| INSTRUCTIONS |
A) According to the article on the arrest of the Sri Lankan teachers' union head, what has the country's crisis been blamed on? Answer in one to three sentences.
B) Write the next part of the article on the arrest of the Sri Lankan teachers' union head, picking up after its final sentence.

TEXT UNDER STUDY: Begin

Head of Sri Lankan Teachers’ Union has been detained for holding a banned protest
Sri Lanka’s authorities on Wednesday arrested one Joseph Stalin. Not the erstwhile Georgian-generalissmo, but the head of the island’s Teachers’ Union.
It came in the aftermath of large-scale protests, last month, which forced the nation’s president Gotabaya Rajapaksa to flee the country and resign.
Police told reporters that the namesake of the Soviet dictator had been arrested “for holding a demonstration in May in violation of a court order.”
In a video, which has been circulating on social media, Stalin, who is considered to be one of the most prominent figures of the protest movement, is heard saying that “the right to protest is a democratic right,” before being taken away by law enforcement officers from his union’s office in Colombo.
— Priyatharshan 🌏 (@priyatharshan1) August 3, 2022
Over the last several months, Sri Lanka has faced protests, largely peaceful initially, over severe food and fuel shortages, blackouts and record inflation. The crisis has been blamed on the Covid-19 pandemic, which cut tourist revenue for the island, and on Rajapaksa’s ban on chemical fertilizers, which was a major blow to the agricultural sector.
The unrest culminated in the storming of the Presidential palace on July 9, which prompted the military to whisk then-President Rajapaksa away to safety. Amid mass unrest, both Rajapaksa and then-Prime Minister Ranil Wickremesinghe announced their intention to resign.
The palace was occupied for approximately ten days, with dozens of videos and photos showing the protesters enjoying the luxuries of the mansion and its vast grounds, including swimming in a presidential pool and bouncing on its beds.
On July 13, Rajapaksa fled to Maldives and then to Singapore. The next day he sent a resignation letter to the speaker of the Sri Lankan government. Less than a week later the Sri Lankan parliament chose six-time prime minister Ranil Wickremesinghe as the island nation’s new president.

TEXT UNDER STUDY: End
AVAILABLE DATA: Begin

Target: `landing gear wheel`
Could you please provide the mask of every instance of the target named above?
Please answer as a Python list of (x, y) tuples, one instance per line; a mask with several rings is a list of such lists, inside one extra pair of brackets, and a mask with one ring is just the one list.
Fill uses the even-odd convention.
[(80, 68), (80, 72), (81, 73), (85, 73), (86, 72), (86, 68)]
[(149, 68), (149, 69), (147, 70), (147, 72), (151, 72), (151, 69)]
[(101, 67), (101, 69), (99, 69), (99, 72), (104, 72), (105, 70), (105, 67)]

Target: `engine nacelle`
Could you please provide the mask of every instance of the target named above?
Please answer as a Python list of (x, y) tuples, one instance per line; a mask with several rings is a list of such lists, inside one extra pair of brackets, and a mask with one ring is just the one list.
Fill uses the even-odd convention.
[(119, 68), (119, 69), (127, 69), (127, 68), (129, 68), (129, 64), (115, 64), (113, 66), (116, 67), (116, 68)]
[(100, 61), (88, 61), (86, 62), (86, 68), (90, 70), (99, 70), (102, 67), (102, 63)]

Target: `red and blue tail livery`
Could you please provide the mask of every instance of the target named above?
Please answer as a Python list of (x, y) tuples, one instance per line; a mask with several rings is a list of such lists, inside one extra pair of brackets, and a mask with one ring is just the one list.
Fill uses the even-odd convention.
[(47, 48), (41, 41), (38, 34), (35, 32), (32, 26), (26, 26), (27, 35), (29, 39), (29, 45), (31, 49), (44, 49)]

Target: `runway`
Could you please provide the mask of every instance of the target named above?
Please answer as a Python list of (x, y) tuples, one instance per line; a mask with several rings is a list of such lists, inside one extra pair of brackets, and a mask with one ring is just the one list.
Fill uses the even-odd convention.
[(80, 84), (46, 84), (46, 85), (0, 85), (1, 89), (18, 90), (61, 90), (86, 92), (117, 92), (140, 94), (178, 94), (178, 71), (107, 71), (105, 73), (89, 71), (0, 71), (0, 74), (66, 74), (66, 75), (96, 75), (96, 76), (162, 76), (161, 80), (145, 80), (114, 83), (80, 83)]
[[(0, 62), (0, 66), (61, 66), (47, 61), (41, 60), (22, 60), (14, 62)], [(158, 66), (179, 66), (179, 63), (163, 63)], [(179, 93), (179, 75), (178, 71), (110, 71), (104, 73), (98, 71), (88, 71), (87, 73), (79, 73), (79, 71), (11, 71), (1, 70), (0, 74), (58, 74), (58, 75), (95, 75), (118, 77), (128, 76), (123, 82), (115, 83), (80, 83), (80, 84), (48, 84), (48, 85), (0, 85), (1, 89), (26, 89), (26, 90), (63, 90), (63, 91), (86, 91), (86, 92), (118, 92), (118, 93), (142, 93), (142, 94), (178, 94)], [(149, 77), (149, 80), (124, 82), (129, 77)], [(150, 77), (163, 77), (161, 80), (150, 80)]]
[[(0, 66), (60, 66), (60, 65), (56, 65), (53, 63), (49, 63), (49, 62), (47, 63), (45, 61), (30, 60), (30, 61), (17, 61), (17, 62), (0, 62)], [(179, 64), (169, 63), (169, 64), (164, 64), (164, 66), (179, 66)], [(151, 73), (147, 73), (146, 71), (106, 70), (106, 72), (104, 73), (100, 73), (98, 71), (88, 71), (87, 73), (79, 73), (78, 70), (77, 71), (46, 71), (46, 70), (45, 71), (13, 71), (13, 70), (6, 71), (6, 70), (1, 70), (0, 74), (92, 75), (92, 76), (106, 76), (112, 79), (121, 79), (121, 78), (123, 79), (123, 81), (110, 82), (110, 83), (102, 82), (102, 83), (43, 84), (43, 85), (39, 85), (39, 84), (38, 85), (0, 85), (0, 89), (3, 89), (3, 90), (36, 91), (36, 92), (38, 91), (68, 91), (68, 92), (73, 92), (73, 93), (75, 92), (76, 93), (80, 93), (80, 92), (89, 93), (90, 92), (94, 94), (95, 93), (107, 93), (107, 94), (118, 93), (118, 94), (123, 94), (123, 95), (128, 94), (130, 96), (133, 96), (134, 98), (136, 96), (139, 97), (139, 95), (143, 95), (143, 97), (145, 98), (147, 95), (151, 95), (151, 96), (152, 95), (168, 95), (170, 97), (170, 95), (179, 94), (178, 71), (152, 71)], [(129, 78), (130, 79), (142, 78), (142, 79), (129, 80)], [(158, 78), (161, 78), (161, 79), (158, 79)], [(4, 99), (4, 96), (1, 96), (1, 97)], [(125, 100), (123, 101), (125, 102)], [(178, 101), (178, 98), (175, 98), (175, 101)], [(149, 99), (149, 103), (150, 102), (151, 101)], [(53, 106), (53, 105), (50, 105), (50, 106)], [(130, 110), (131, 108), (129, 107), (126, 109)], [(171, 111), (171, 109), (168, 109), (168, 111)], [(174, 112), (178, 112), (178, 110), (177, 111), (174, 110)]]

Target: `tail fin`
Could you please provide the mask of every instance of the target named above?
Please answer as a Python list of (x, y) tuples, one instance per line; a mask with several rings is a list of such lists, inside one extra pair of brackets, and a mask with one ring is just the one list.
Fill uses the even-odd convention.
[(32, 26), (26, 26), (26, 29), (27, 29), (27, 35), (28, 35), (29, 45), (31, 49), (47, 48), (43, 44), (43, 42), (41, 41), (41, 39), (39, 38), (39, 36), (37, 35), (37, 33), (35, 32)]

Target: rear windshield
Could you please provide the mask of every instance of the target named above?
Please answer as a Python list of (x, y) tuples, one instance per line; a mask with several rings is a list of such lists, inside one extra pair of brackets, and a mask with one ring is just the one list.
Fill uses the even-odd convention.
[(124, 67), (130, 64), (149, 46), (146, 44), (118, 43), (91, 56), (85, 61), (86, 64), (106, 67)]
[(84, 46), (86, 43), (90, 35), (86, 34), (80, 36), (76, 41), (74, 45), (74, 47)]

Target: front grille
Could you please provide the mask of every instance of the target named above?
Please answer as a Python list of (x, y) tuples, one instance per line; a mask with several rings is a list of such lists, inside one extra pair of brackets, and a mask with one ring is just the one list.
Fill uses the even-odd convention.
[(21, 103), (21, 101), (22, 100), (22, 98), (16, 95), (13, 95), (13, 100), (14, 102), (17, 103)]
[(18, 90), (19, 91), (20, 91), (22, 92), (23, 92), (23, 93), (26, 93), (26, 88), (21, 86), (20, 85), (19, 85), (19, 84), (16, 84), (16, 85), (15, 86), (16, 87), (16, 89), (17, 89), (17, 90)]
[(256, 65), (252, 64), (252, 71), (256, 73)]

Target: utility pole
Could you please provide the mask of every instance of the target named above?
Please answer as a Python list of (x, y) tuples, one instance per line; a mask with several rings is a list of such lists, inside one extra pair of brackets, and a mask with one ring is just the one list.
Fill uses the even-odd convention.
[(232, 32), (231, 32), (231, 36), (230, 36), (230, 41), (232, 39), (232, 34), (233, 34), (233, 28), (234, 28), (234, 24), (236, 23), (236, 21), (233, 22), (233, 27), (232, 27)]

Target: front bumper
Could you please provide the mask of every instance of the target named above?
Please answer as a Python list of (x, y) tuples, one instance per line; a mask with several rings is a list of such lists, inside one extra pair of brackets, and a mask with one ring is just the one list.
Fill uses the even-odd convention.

AVAILABLE DATA: End

| EXERCISE RESPONSES |
A) The crisis has been blamed on the Covid-19 pandemic, which cut the island's tourist revenue. It has also been blamed on Rajapaksa's ban on chemical fertilizers, which was a major blow to the agricultural sector.

B)
The crackdown on “fascist” elements in the largely peaceful protest movement, announced by Wickremesinghe on the first day of his presidency, has seen scores of activists charged with damage to public property.
One of the protesters was accused of raiding Rajapaksa’s liquor cabinet, downing a beer before fleeing with a presidential mug. Another protester, a trade union activist from the Colombo port, was arrested for stealing two official flags from the palace and using them as a bedsheet and a sarong. Both activists reportedly gave themselves away by posting videos and photos of themselves on social media.
Sri Lanka’s new president, who earlier claimed that “time of division is over,” has already become subject of both national and international criticism due to his handling of the protests.
On Tuesday, New York-based Human Rights Watch said that Sri Lanka’s military has sought to crack down on “peaceful dissent” through intimidation, surveillance, and arbitrary arrests of demonstrators, activists, lawyers and journalists since Wickremesinghe’s election.
As an example of such actions, the organization cited the security forces’ raid of an anti-government protest camp outside the presidential office in Colombo on July 22. According to police, the raid led to nine arrests, two of those detained were injured. The organizers of the protest claimed that dozens of people were injured, including several journalists.